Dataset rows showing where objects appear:
══════════════════════════════

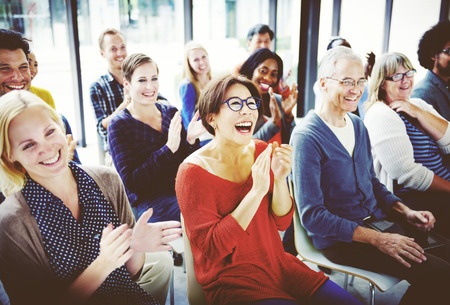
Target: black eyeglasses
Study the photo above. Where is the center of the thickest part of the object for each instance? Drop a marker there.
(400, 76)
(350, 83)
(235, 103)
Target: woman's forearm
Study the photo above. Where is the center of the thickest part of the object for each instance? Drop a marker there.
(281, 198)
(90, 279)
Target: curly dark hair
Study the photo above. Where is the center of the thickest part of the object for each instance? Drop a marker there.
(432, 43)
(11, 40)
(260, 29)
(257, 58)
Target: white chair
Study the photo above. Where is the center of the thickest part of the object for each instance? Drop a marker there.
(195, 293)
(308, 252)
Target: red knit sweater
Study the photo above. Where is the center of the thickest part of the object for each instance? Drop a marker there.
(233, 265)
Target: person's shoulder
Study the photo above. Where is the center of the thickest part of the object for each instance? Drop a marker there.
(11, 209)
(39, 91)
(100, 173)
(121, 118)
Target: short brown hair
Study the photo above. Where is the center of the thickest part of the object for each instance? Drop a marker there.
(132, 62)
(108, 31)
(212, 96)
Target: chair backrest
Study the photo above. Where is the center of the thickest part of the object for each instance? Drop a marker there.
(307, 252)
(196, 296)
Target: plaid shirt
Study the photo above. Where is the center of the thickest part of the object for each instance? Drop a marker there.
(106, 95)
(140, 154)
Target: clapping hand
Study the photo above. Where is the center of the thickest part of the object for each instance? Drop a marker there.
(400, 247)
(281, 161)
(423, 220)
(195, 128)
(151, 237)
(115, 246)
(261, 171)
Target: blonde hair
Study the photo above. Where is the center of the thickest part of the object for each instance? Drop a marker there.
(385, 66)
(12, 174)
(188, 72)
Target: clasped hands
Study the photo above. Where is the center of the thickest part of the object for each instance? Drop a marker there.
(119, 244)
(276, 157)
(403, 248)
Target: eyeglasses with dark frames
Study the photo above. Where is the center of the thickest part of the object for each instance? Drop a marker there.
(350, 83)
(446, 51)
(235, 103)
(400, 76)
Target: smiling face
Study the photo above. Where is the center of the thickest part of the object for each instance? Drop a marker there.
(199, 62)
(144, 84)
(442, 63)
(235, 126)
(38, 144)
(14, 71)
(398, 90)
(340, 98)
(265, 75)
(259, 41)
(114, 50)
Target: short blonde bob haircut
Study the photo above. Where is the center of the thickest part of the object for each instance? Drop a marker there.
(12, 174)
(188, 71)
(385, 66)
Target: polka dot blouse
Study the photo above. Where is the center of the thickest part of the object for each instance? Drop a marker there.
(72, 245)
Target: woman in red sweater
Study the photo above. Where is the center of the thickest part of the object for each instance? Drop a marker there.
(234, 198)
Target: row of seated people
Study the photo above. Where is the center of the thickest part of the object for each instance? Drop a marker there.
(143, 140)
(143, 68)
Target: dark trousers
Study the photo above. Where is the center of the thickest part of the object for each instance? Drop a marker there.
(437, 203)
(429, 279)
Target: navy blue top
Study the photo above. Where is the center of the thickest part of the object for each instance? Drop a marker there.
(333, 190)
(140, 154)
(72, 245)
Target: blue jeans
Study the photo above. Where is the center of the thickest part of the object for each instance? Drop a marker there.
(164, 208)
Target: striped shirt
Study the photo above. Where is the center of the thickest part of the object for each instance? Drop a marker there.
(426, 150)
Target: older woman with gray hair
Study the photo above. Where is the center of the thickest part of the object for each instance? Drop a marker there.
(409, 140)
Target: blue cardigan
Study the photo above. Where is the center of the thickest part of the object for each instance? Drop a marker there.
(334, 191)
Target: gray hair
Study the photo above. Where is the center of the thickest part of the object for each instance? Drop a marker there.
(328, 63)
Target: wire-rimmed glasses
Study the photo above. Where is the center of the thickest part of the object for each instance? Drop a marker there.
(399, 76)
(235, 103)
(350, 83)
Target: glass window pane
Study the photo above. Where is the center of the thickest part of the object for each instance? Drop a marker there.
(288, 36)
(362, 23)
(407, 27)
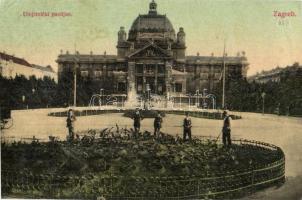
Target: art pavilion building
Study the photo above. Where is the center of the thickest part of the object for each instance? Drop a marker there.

══════════════════════════════

Written exercise: Return every line of the records above word for word, leaving out the pictures.

Exercise response:
Target: black eyeglasses
Study the photo above. Where is the center of the thickest part of the object for each instance? Drop a marker there.
(400, 76)
(350, 83)
(235, 103)
Target: woman's forearm
Study the photo above. Where is the center of the thickest part of the object for each instance? Drop a marker there.
(281, 198)
(90, 279)
Target: curly dark hair
Study the photo above. Where is the center of the thickest part of the object for each instance? Drop a marker there.
(432, 43)
(11, 40)
(260, 29)
(257, 58)
Target: white chair
Study the photo above. Where is the center of the thickest part of the object for each instance? Drop a marker there.
(195, 293)
(308, 252)
Target: red knit sweater
Study the photo above. Where is the center of the thickest part of the object for each instance? Drop a marker there.
(233, 265)
Target: person's shoulder
Study the photo above. Where is the center of the thickest part of the object for each instance? Drop a marker there.
(11, 209)
(39, 91)
(100, 173)
(121, 118)
Target: short brown hair
Study the photo above. Where is the center of the thickest part of the object for each instance? Drop a marker there.
(132, 62)
(108, 31)
(212, 96)
Target: chair backrest
Study the photo above. Where is the center of the thickest part of the object for each instance? Drop a marker there.
(307, 252)
(196, 296)
Target: plaid shirt
Study the photo above. Where is the center of the thickest part of the object for each instance? Drop a marker there.
(106, 95)
(140, 154)
Target: clapping hand
Study the photo above. Where is the center of the thickest part of the object for each instance? Drop a marker there.
(400, 247)
(281, 161)
(423, 220)
(195, 128)
(151, 237)
(115, 246)
(261, 171)
Target: blonde hair
Study the photo above. Where is the center of the thickest part of the object for each instance? Drop a marker there.
(385, 66)
(12, 174)
(188, 72)
Target: clasped hands
Study the photo above. Where is the center of the thickest part of the object for each instance? Drop a marker there.
(119, 244)
(276, 157)
(403, 248)
Target: eyeglasses with dark frames
Study the photo above. Where is the center of the thickest part of the object for each instance? Drop a marker there.
(350, 83)
(446, 51)
(235, 103)
(400, 76)
Target: smiling face
Study the photo above. Where is the center of the thickest part of the object for each instance? Drop a marker there.
(199, 62)
(144, 84)
(442, 63)
(235, 126)
(38, 144)
(14, 71)
(398, 90)
(340, 98)
(265, 75)
(259, 41)
(114, 50)
Target: short blonde bob haircut
Study the photo above. Where is the center of the thickest part of the object for each instance? Drop a marker there.
(12, 174)
(188, 71)
(385, 66)
Target: polka dot blouse
Study the photo above. Where is the center of the thickest part of the object for each instance? Drop a marker there.
(72, 245)
Target: woman in red sweater
Study the photo above. Where is the center of the thickest part of the object for each instance? Drop a marker there.
(234, 198)
Target: row of seated people
Study the photo above. Where is the center of the thickest part of the object for each instance? Drop a marker there.
(143, 140)
(143, 68)
Target: dark trousers
Study the photo above. Where is the center of the thickest part of the object for each instance? Drop a marker there.
(437, 203)
(429, 279)
Target: navy blue top
Study the photo above. Where is the center of the thickest part of the object for each instance? Drop a marker there.
(333, 190)
(140, 154)
(72, 245)
Target: blue jeans
Study the photo above. Where is the center of the thickest part of the object for each instance? Drop a marker there.
(164, 208)
Target: striped shirt
Study the photo above. Where is the center of the thickest part of the object for each instance? Drop a marker there.
(426, 150)
Target: older woman with gray hair
Study the photo above. Where is the center of the thickest part of the object for each instance? Drop a marker there.
(409, 140)
Target: blue cardigan
Study the photo above. Where is the center of the thickest part of the object for each instance? Drop a marker there.
(334, 191)
Target: gray hair
Study the photo above. Where is the center of the thickest part of the object for each instance? Drop a marker there.
(328, 63)
Target: wire-rimmed glasses
Study the photo above. Where is the center of the thickest part of the object for each instance? Drop a marker there.
(399, 76)
(235, 103)
(350, 83)
Target: glass window pane
Study the photo above. Where is the center of the thickest part of the object for each instance? Drop a marker there.
(288, 36)
(362, 23)
(407, 27)
Target: art pavilion building
Study the photo above. Where is the center of the thickest part of the object for each instance? Drop a marker there.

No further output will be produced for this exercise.